• **GIVEN DATA**:

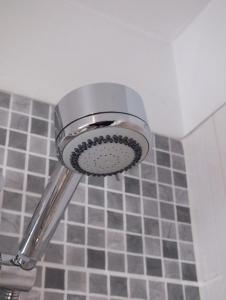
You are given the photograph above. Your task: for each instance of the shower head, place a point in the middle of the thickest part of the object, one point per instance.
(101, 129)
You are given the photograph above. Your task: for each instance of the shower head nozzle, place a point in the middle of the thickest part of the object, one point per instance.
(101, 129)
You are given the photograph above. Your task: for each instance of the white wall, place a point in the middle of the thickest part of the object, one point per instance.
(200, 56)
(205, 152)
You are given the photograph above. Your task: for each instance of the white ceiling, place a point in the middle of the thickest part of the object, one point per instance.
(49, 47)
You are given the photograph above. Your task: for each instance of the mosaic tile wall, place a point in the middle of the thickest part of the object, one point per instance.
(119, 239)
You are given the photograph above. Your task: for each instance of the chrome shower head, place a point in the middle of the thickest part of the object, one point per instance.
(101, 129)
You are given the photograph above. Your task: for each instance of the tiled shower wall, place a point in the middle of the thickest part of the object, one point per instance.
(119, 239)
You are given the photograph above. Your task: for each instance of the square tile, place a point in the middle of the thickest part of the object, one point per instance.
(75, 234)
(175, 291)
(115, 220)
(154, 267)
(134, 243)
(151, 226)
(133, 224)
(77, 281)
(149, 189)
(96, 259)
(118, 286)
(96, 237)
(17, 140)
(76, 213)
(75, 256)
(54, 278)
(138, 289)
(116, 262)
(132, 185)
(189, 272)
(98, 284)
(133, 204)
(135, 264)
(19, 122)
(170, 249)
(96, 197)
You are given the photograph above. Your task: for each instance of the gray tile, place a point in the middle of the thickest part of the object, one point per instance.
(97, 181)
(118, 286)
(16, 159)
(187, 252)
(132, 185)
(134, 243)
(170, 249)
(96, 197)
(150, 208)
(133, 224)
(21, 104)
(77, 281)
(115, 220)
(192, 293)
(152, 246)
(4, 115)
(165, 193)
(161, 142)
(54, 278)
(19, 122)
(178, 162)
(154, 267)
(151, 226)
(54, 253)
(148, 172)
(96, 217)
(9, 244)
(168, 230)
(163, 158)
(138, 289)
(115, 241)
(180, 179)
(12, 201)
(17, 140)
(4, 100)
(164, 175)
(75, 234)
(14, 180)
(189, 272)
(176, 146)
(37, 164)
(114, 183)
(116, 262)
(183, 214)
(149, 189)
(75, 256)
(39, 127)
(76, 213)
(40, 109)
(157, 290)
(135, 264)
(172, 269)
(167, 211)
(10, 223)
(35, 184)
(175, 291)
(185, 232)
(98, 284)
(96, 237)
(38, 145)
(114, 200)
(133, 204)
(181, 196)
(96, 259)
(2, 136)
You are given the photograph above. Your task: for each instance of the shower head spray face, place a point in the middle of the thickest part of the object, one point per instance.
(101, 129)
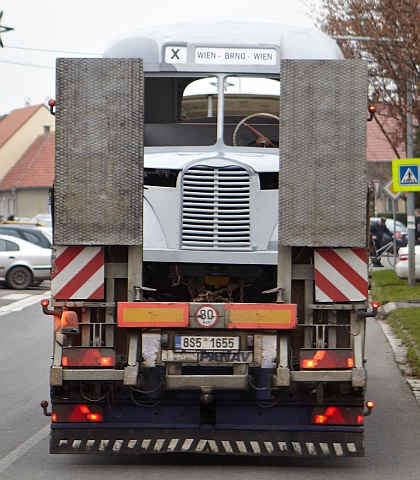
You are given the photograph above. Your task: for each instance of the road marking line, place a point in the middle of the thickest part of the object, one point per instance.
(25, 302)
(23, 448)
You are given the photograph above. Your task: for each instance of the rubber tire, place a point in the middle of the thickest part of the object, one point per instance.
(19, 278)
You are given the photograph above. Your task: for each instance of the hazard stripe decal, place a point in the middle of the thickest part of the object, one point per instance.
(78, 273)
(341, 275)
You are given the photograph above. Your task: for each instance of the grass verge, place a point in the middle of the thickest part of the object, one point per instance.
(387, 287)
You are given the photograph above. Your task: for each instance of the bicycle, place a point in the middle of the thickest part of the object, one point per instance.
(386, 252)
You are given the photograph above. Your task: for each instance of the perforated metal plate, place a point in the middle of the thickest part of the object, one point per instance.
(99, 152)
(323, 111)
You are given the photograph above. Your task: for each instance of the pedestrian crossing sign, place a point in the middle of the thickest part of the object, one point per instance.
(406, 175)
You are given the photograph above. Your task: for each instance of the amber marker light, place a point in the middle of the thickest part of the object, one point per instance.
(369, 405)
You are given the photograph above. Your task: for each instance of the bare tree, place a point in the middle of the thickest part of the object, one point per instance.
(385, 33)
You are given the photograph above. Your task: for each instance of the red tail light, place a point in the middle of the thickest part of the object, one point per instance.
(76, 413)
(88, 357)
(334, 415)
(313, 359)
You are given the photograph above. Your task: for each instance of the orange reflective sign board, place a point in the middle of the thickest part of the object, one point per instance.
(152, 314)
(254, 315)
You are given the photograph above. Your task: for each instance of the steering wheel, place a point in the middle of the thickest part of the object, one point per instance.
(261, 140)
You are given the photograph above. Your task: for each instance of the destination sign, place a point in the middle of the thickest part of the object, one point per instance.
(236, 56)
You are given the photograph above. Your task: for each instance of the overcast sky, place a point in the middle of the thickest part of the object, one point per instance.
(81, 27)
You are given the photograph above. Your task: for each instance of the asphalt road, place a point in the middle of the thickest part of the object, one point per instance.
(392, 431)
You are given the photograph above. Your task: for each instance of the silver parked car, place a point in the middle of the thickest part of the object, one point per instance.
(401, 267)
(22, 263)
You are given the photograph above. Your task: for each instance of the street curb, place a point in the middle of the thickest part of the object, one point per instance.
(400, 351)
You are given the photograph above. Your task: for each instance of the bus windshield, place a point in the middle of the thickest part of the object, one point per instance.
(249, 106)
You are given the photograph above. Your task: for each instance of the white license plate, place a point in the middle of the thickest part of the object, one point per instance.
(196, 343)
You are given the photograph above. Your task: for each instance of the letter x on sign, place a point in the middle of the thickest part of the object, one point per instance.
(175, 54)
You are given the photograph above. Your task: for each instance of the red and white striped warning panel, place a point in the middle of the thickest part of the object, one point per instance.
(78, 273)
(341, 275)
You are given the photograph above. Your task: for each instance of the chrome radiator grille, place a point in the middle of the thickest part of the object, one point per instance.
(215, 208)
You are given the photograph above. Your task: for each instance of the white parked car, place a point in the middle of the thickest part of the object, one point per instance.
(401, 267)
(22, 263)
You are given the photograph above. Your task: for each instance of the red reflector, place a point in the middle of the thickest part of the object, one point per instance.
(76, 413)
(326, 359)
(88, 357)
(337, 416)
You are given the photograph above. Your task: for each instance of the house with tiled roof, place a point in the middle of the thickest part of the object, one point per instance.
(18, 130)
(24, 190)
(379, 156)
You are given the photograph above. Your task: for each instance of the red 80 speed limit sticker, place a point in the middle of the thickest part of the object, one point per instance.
==
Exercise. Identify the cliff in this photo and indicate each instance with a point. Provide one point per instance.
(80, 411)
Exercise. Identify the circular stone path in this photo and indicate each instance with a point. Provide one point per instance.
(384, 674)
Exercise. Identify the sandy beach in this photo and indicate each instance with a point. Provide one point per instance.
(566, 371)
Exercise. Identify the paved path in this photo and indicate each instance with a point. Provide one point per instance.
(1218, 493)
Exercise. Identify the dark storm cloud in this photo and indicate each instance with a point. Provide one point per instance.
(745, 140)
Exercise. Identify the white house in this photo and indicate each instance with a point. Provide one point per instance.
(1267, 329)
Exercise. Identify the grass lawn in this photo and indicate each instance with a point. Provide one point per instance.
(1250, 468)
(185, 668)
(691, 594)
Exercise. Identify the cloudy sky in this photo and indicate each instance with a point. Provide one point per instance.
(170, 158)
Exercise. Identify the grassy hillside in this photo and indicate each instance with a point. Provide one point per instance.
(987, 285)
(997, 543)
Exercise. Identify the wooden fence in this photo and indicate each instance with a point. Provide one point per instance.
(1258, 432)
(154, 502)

• **TO DO**: In the listing above, find the line with "of the house" and the line with "red 80 speed"; set down exactly those two lines and every line between them, nothing more.

• **RESPONSE AREA**:
You are given the photograph above. Your task: for each instance of the house with tiled roof, place a point in the middle of the thickest part of the object, one point per instance.
(18, 130)
(24, 190)
(379, 156)
You are given the photograph above. Your task: for each instance of the red 80 speed limit sticker, place a point in the middle of the thickest part of the object, one point per instance.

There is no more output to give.